[STATED PROBLEM] Convert the items, from the first line through the line containing "point(231, 324)", into a Markdown table with the columns Row and Line, omitting blank lines and any pictures.

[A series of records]
========================================

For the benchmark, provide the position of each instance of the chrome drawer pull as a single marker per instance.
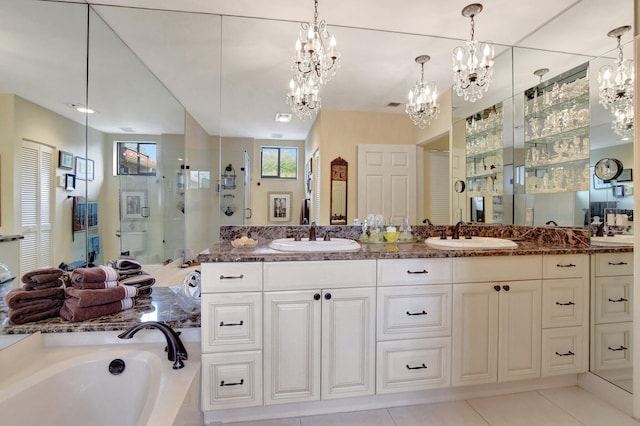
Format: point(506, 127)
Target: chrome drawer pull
point(241, 382)
point(416, 368)
point(621, 348)
point(231, 324)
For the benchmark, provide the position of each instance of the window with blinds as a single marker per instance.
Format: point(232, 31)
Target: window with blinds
point(36, 186)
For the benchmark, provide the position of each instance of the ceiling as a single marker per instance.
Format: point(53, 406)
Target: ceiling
point(228, 62)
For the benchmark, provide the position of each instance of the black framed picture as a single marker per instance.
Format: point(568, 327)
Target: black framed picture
point(65, 160)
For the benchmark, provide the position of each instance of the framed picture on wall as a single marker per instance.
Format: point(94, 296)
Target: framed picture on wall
point(279, 206)
point(65, 160)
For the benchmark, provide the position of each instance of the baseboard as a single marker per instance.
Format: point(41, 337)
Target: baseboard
point(384, 401)
point(608, 392)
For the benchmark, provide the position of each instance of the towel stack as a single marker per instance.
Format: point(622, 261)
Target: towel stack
point(41, 296)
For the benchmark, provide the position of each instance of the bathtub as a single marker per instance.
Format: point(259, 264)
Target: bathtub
point(72, 385)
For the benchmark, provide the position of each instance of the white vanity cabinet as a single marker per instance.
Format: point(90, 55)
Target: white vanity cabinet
point(319, 330)
point(496, 319)
point(612, 301)
point(414, 324)
point(565, 313)
point(231, 331)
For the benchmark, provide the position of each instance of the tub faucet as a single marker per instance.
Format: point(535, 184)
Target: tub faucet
point(176, 351)
point(312, 232)
point(455, 235)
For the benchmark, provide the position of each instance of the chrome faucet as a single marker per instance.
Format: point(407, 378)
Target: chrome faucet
point(456, 230)
point(176, 351)
point(312, 232)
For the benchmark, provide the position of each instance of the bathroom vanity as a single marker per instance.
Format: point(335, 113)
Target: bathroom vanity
point(377, 327)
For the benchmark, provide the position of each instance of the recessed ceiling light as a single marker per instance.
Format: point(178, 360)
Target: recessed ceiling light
point(283, 117)
point(81, 108)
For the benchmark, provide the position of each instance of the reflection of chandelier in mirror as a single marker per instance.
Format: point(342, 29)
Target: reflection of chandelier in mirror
point(471, 77)
point(314, 58)
point(422, 106)
point(616, 87)
point(622, 123)
point(304, 99)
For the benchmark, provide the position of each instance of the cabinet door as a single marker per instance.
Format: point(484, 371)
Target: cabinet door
point(520, 330)
point(348, 342)
point(475, 333)
point(292, 346)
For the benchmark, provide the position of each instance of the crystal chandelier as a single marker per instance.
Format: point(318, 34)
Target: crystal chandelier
point(472, 76)
point(304, 99)
point(316, 55)
point(422, 106)
point(616, 86)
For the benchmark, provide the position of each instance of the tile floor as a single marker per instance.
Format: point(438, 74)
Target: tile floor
point(562, 406)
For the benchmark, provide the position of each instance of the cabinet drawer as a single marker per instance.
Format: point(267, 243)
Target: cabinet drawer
point(565, 266)
point(231, 322)
point(613, 299)
point(414, 271)
point(231, 380)
point(613, 346)
point(609, 264)
point(563, 351)
point(414, 311)
point(315, 275)
point(498, 268)
point(564, 302)
point(231, 277)
point(411, 365)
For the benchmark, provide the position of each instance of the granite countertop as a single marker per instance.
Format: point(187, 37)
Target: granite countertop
point(225, 252)
point(160, 306)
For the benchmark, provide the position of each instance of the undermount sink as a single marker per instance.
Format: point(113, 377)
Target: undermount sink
point(616, 240)
point(304, 245)
point(473, 243)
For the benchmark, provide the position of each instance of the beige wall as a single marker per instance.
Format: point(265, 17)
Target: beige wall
point(340, 133)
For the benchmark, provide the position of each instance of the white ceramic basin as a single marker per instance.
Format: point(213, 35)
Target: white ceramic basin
point(616, 240)
point(473, 243)
point(304, 245)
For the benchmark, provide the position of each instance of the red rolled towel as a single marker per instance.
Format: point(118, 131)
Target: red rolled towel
point(72, 312)
point(94, 286)
point(19, 297)
point(42, 278)
point(141, 281)
point(101, 296)
point(39, 311)
point(94, 274)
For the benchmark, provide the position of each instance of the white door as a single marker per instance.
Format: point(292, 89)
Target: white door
point(387, 181)
point(348, 342)
point(520, 330)
point(36, 187)
point(292, 346)
point(475, 333)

========================================

[RESPONSE TO THIS EXERCISE]
| Row | Line |
|---|---|
| 1 | For the benchmark, provide the position of each instance of the chrome drawer pull as a single marker per instance. |
| 2 | Format: point(506, 127) |
| 3 | Target: chrome drawer pull |
| 4 | point(241, 382) |
| 5 | point(416, 368) |
| 6 | point(621, 348) |
| 7 | point(231, 324) |